Source text
......

Overall the food here is so much better than in New England that it's a shame to quibble too much about what's missing. It's amazing what you can do with really long growing seasons. There's probably not a better place to cook in the country than the Bay area, so don't spend much time worrying about what's not here - enjoy the bounty of this place instead.
The obvious choice is fish and seafood restaurants. Lobster is great in Boston, and the local clams are among the best in the world, either steamed or fried. The local mussels and scallops are excellent as well. Bluefish is a very tasty fish that you'll rarely see in California. It's one of the least expensive items on most menus but also the best. It's oily and can be strong tasting, so if you're not a big fish fan, stick to the shellfish or the scrod.
Legal Sea Foods is one of the most famous places in town and still among the best, especially for simple preparations. Our most recent visit to the Cambridge branch in June 2009 was as top-notch as always.
Another outstanding place for seafood, more personal and much smaller than Legal, is Neptune Oyster in the North End. Our most recent visit in June 2009 featured a magnificent selection of fresh local oysters from around New England, a great lobster roll, and other delights.

......

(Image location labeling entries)

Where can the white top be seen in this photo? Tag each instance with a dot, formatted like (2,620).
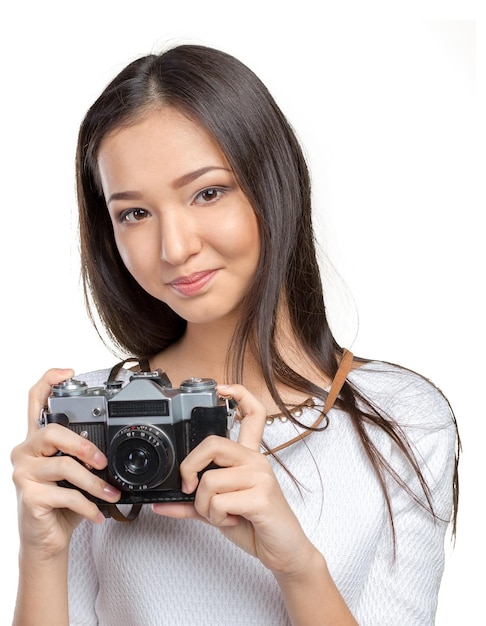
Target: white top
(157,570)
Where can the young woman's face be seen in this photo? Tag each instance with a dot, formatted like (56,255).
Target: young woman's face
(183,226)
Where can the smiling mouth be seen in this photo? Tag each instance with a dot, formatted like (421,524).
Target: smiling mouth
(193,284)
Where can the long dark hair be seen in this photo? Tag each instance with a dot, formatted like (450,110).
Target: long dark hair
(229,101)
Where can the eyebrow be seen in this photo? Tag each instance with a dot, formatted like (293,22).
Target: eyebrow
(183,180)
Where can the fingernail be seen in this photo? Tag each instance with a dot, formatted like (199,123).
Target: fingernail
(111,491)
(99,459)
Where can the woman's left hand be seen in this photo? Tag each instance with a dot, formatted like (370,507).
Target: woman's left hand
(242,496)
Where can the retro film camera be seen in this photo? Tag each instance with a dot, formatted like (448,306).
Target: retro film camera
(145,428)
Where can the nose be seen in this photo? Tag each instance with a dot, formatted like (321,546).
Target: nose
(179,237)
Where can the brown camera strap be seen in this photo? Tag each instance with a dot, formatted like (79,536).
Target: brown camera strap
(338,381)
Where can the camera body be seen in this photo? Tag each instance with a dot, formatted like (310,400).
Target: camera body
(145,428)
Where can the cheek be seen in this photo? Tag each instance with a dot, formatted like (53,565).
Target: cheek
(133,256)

......

What to do
a – In the Boston seafood text, what fish is described as one that you'll rarely see in California?
b – Update the part of the Boston seafood text between "Legal Sea Foods" and "top-notch as always.", inclusive, replacing "Cambridge" with "Back Bay".
c – Carry on the Boston seafood text from its final sentence.

Outputs by task
a – Bluefish.

b –
Legal Sea Foods is one of the most famous places in town and still among the best, especially for simple preparations. Our most recent visit to the Back Bay branch in June 2009 was as top-notch as always.

c –
For more complex fish preparations, the East Coast Grill in Inman Square, Cambridge is the place to go. It may seem somewhat "California-style", but Chris Schlesinger's place has a very distinct culinary personality. If you've gotten any of his cookbooks like The Thrill of the Grill, you'll know what we mean. Since their expansion a few years back, fish and seafood has become the main menu focus. Our June 2004 visit found us feasting on heavenly cumin-crusted bluefish with chorizo, clams, and potatoes; a spicy fish and vegetable chowder; and a killer grilled banana split. There are plenty of choices in case you don't like fish, including their barbecue and killer spit-roasted chickens, and other equatorial cuisine.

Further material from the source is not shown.